Data provided
------------------------------------

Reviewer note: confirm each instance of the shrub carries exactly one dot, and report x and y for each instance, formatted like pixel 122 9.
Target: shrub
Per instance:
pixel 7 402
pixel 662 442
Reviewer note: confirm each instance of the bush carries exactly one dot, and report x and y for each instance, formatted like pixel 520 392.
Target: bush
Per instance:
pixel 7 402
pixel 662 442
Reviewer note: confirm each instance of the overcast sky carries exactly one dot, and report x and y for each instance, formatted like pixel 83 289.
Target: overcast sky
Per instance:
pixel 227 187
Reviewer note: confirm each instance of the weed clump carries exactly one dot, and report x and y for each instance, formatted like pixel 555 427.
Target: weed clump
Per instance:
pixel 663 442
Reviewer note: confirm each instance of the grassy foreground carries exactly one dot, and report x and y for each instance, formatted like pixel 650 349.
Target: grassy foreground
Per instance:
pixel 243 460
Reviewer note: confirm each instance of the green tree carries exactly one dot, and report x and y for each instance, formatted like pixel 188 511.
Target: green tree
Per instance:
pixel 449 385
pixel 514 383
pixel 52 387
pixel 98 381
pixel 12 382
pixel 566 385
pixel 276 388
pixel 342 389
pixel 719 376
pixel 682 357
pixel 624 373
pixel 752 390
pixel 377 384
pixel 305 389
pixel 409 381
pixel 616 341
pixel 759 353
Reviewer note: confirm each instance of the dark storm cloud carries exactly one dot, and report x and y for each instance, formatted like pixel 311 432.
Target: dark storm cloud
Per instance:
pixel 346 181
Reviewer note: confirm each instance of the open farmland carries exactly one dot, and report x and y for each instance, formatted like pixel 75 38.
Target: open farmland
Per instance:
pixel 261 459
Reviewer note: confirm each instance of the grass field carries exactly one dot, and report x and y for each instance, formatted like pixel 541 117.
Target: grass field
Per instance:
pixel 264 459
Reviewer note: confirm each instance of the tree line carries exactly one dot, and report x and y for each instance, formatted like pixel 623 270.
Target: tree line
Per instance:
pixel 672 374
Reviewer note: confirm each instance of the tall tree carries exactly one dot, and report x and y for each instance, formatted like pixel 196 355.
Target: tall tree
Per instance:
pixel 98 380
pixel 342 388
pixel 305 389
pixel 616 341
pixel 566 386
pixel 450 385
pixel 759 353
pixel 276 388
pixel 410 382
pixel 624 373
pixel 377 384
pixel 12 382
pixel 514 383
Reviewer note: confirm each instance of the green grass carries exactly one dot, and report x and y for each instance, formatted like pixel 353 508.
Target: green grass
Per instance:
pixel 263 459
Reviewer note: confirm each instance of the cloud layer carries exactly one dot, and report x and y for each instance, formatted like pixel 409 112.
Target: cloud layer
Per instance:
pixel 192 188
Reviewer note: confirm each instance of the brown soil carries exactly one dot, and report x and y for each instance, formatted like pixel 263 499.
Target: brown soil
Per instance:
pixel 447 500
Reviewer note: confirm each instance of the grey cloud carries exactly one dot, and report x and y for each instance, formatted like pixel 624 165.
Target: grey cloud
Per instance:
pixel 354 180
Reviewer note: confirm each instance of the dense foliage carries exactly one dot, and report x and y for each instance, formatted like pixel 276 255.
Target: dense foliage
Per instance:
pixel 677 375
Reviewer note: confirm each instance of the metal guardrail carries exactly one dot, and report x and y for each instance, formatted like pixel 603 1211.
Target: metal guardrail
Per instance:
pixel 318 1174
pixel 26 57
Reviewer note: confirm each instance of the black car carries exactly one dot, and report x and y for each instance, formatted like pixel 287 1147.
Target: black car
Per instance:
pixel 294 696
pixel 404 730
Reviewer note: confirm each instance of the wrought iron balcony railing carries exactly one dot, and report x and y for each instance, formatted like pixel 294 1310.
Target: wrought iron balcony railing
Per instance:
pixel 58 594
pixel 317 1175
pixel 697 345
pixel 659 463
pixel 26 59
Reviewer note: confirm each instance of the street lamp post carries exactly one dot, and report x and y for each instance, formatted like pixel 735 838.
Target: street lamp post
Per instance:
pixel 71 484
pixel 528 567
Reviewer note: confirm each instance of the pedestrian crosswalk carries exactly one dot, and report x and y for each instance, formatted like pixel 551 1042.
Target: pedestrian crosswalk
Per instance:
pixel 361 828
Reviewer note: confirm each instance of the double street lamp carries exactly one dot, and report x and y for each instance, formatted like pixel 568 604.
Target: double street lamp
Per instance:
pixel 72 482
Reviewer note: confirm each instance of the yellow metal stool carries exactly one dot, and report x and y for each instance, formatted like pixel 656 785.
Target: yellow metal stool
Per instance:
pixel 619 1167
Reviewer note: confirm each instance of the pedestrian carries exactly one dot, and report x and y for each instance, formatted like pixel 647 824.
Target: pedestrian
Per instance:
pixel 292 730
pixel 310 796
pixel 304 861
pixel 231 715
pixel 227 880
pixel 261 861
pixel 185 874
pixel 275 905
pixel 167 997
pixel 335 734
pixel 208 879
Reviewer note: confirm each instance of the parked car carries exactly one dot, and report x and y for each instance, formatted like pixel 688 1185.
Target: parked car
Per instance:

------------------------------------

Your task
Please return the records word for word, starting with their first line and going on through the line that contains "pixel 346 181", with both of those lines included.

Result
Reviewer note: confirm each instance of the shrub carries exactly one dot, and report x and y for each instance, formatted like pixel 122 9.
Target: shrub
Per instance:
pixel 7 402
pixel 662 442
Reviewer note: confirm each instance of the bush carries exactly one dot, and report x and y for each instance, formatted like pixel 520 392.
Target: bush
Per instance:
pixel 7 402
pixel 662 442
Reviewer note: confirm each instance of the overcast sky carries exactly one dot, and report x and y for each instance, formatted like pixel 83 289.
Target: overcast sky
Per instance:
pixel 227 187
Reviewer note: confirm each instance of the weed clump carries exactly one dot, and report x and y for each instance, formatted like pixel 555 427.
Target: weed clump
Per instance:
pixel 663 442
Reviewer note: confirm each instance of the grassy foreground carries exactly one dot, and report x and y for each instance, formatted like pixel 650 349.
Target: grassy foreground
Per instance:
pixel 243 460
Reviewer note: confirm each instance of the green tree carries exactly one dot, and report x and y for each instance, formatted like pixel 188 511.
Target: green tree
Per instance:
pixel 449 385
pixel 514 383
pixel 52 387
pixel 98 381
pixel 12 382
pixel 566 385
pixel 276 388
pixel 342 389
pixel 719 376
pixel 682 357
pixel 624 373
pixel 752 390
pixel 377 384
pixel 305 389
pixel 409 381
pixel 616 341
pixel 759 353
Reviewer note: confirm each instance of the dark storm cloud carries exactly one dot, and report x and y for each instance, formatted like pixel 311 432.
Target: dark storm cloud
Per instance:
pixel 346 181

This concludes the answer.